→ Exercise prompt
Output the lines below as a JSON list of strings, one string per line and no blank lines, beginning with the line that contains "Where can the taxi" and continuing through the last line.

Lines from a pointing dataset
++++++++++++++++++++

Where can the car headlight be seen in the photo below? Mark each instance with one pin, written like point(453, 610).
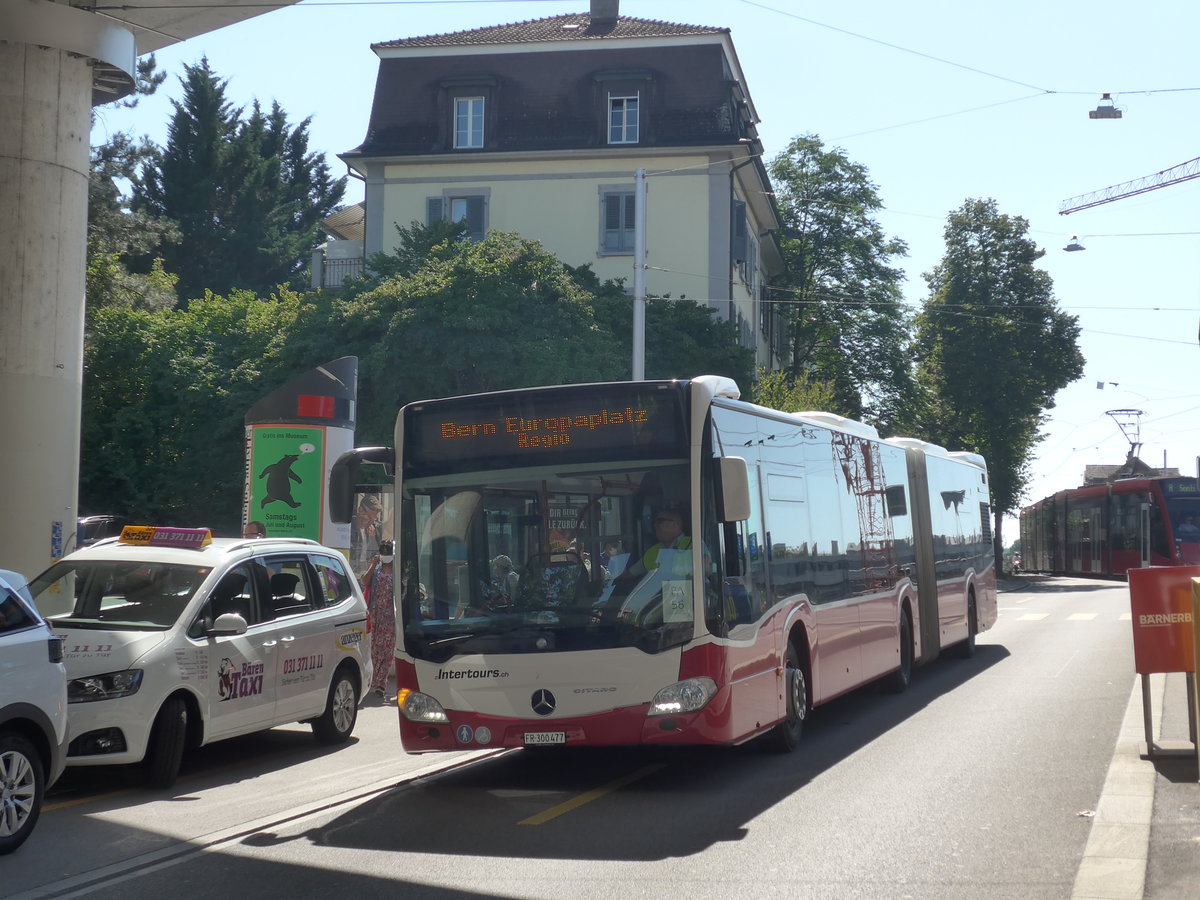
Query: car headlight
point(103, 687)
point(681, 697)
point(419, 707)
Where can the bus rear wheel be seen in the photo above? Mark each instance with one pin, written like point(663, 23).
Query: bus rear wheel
point(786, 736)
point(966, 649)
point(898, 682)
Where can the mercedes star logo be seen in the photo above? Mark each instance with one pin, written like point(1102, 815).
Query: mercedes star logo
point(543, 702)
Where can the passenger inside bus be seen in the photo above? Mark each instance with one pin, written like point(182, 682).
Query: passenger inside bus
point(669, 533)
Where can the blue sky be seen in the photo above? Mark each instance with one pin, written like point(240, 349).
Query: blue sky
point(940, 102)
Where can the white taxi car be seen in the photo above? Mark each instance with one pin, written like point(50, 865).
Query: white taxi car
point(33, 712)
point(174, 640)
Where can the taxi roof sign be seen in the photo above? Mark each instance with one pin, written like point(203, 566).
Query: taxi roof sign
point(166, 537)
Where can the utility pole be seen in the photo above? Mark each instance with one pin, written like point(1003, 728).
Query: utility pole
point(639, 367)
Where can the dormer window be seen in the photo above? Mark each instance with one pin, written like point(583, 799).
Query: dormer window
point(623, 118)
point(468, 123)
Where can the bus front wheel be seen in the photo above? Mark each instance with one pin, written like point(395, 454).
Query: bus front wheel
point(786, 736)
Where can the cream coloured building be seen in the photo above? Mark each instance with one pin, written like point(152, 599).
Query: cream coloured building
point(539, 127)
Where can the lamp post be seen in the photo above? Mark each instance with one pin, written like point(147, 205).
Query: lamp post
point(639, 367)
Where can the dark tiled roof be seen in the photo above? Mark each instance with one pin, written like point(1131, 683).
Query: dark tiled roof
point(574, 27)
point(348, 223)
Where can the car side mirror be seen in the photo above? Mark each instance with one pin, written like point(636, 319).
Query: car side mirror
point(228, 623)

++++++++++++++++++++

→ Written answer
[
  "Where can the taxi roof sign be seen in the photo above? Mark each instance with one pin, written like point(203, 566).",
  "Query: taxi roof sign",
  "point(166, 537)",
  "Where can the utility pole be seen in the photo above? Mark each instance with one pin, written like point(1003, 728).",
  "Query: utility pole",
  "point(639, 367)",
  "Where can the dormer window be seen in the photo above? Mark each instance with one pin, written like point(583, 799).",
  "Query: dormer window",
  "point(623, 118)",
  "point(468, 123)",
  "Where can the bus front wheel be seen in the photo above? Mark each instance with one pin, written like point(395, 454).",
  "Query: bus front wheel",
  "point(786, 736)",
  "Where can the cream coloured building be seen in the photo above? Mark each instance with one pin, written like point(152, 599).",
  "Query: cream coloured building",
  "point(539, 127)",
  "Where can the lamp post be seen in the photo above? Mark each instance with one pin, written like point(147, 205).",
  "Query: lamp post",
  "point(639, 367)",
  "Where can the dark tiled roof be seen in the photo above? Mark each instance with one pin, written like point(1131, 683).",
  "Query: dark tiled roof",
  "point(574, 27)",
  "point(348, 223)",
  "Where can the car side mirror be seen in the photo above? Mark each instance with one pin, written like point(636, 319).",
  "Query: car side mirror",
  "point(228, 623)"
]